- [Text shown]
** start **

Speaking for myself, being born in early eighties, I grew up with TNG and DS9; they were probably the first TV series I religiously followed. And I found that those shows spoke very clearly and very loudly to different yet complementary parts of my teen self. TNG was always the optimistic one, a celebration of human ingenuity and fundamental decency, a promise of a endless possibilities that await us if only we can get our shit together and stop with the petty nonsense. And I admit, that is a worthy message to tell, especially if you are 12.

Deep Space Nine is, if I may be a bit presumptuous, a meditation on the price of paradise. It looks under the hood, puts some pressure to see where the weak points are, and generally presents a hypothetical situation where it asks of both the crew and the audience to pay attention to the nuts and bolts of the system itself instead of just taking it for granted. And sure, presented with such challenges, the crew sometimes morally faltered -- Sisko most definitely lost a part of his soul in ItPM, for example. The Maquis ended up on the wrong side of history; one could even say they were fundamentally unworthy of being representatives of 24th century humanity.

However, these issues, these very imperfections of DS9's setting are the things that make me think that much more. As a kid, I accepted and marveled at the future TNG presented, but it was DS9 that helped me understand just what a monumental effort it will be to achieve that future. By focusing on both sides of the argument and by presenting less flattering (even downright scary) sides of the supposed utopia, it made me appreciate the fundamental optimism of Trek all the more.

Dusty - Sat, Feb 15, 2014 - 11:01am (USA Central)
Okay, so about the episode...it was great. An entertaining, compelling hour of television.

Starfleet almost overthrowing the Federation and imposing a military dictatorship on Earth is not something we would have seen in the previous series. Of course, we don't know that's happening yet. 'Homefront' obscures that issue, and only in 'Paradise Lost' do we learn that the threat from within is currently greater than the threat from outside--a lesson that many nations have failed to learn in other situations, and they will continue to fail. I am no doomsayer, but nor do I share Roddenberry's optimism for the future.

** end **

- [Given entries]
** start **

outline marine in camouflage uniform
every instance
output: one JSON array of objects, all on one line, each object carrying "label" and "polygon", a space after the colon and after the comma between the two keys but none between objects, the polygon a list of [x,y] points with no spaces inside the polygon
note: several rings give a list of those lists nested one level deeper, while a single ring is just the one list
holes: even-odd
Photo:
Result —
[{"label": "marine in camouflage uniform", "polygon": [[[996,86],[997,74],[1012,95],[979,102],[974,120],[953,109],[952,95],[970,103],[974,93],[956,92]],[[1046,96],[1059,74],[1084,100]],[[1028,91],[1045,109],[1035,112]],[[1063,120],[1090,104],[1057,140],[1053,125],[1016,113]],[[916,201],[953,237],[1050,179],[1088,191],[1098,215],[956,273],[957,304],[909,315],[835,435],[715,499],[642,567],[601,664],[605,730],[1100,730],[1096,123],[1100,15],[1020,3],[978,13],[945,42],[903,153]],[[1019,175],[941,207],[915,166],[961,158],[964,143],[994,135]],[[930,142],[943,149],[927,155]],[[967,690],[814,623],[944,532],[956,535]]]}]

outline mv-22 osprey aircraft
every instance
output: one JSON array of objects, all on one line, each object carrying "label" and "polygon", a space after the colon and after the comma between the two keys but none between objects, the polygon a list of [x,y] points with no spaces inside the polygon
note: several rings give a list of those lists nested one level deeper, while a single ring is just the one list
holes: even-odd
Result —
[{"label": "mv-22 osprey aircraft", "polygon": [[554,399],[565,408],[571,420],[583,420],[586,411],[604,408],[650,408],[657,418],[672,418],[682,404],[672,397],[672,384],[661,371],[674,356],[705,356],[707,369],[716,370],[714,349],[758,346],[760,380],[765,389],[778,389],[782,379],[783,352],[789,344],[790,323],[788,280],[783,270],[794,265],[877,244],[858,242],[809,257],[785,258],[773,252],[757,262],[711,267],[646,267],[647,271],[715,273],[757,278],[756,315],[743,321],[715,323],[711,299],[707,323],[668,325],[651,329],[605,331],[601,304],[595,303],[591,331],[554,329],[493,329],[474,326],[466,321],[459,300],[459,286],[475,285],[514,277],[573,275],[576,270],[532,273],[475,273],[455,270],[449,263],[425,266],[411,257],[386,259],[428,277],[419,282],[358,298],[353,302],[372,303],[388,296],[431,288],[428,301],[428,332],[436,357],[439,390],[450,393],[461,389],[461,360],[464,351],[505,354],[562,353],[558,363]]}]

** end **

- [Written exercise]
List every episode that the Deep Space Nine discussion refers to by title or abbreviation. The items play no part in this.

- [Result of the task]
- ItPM
- Homefront
- Paradise Lost